## What is being asked
Beginning with the line that holds "Prove it: the bare" and ending with the last line below, repeat each line exactly, leaving any pictures out.

Extracted records below:

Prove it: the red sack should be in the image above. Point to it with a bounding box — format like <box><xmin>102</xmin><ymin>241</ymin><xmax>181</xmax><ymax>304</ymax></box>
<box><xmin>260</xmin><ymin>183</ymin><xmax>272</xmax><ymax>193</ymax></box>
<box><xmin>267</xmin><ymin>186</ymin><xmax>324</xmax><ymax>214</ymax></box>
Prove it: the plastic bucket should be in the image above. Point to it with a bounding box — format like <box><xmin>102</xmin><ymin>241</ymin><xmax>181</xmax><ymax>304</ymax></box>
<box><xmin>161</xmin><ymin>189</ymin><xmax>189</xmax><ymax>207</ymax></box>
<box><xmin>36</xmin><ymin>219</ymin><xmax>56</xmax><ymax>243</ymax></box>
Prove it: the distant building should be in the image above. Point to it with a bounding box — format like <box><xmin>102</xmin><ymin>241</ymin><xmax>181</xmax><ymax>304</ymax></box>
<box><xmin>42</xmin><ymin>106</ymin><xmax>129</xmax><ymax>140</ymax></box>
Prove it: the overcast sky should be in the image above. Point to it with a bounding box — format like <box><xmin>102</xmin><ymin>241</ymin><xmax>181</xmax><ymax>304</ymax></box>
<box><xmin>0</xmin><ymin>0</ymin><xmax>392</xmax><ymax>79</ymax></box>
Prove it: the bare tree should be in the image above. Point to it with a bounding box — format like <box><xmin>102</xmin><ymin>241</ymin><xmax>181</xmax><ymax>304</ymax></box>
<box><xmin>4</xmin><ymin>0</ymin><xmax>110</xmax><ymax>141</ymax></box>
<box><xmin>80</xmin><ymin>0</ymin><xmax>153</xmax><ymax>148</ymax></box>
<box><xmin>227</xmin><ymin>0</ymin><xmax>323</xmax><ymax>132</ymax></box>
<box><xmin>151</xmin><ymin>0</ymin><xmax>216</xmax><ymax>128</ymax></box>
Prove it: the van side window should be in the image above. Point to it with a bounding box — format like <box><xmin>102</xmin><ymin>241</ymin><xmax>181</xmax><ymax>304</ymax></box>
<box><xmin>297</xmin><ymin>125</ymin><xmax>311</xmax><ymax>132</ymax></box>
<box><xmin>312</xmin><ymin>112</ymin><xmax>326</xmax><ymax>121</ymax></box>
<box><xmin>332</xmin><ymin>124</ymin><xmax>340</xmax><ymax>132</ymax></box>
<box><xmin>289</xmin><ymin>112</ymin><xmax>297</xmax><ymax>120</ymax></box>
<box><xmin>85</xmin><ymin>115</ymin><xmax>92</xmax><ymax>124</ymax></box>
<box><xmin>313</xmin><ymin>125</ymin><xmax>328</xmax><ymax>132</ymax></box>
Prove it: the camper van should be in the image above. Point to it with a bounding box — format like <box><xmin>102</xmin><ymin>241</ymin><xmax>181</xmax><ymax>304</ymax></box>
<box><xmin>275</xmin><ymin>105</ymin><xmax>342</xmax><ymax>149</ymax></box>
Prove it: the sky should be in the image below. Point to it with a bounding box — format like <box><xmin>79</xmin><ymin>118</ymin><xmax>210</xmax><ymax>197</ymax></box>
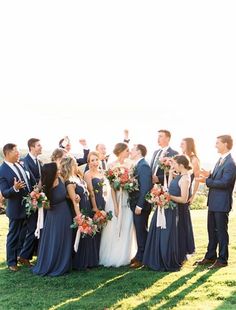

End of Extracted records.

## Result of this exercise
Prove it: the bare tree should be in the image above. Point to it with a bounding box — format like <box><xmin>102</xmin><ymin>241</ymin><xmax>181</xmax><ymax>304</ymax></box>
<box><xmin>4</xmin><ymin>0</ymin><xmax>110</xmax><ymax>141</ymax></box>
<box><xmin>80</xmin><ymin>0</ymin><xmax>153</xmax><ymax>148</ymax></box>
<box><xmin>227</xmin><ymin>0</ymin><xmax>323</xmax><ymax>132</ymax></box>
<box><xmin>151</xmin><ymin>0</ymin><xmax>216</xmax><ymax>128</ymax></box>
Prove it: the van side window should be in the image above. Point to it with a bounding box — format like <box><xmin>102</xmin><ymin>241</ymin><xmax>181</xmax><ymax>304</ymax></box>
<box><xmin>297</xmin><ymin>125</ymin><xmax>311</xmax><ymax>132</ymax></box>
<box><xmin>312</xmin><ymin>112</ymin><xmax>326</xmax><ymax>121</ymax></box>
<box><xmin>332</xmin><ymin>124</ymin><xmax>340</xmax><ymax>132</ymax></box>
<box><xmin>289</xmin><ymin>112</ymin><xmax>297</xmax><ymax>120</ymax></box>
<box><xmin>85</xmin><ymin>115</ymin><xmax>92</xmax><ymax>124</ymax></box>
<box><xmin>313</xmin><ymin>125</ymin><xmax>328</xmax><ymax>132</ymax></box>
Prove it: the camper van should be in the image above. Point to it with a bounding box — format like <box><xmin>102</xmin><ymin>241</ymin><xmax>181</xmax><ymax>304</ymax></box>
<box><xmin>275</xmin><ymin>105</ymin><xmax>342</xmax><ymax>149</ymax></box>
Prove it: the sky should be in the image below. Point to it with a bounding box — format like <box><xmin>79</xmin><ymin>118</ymin><xmax>210</xmax><ymax>197</ymax></box>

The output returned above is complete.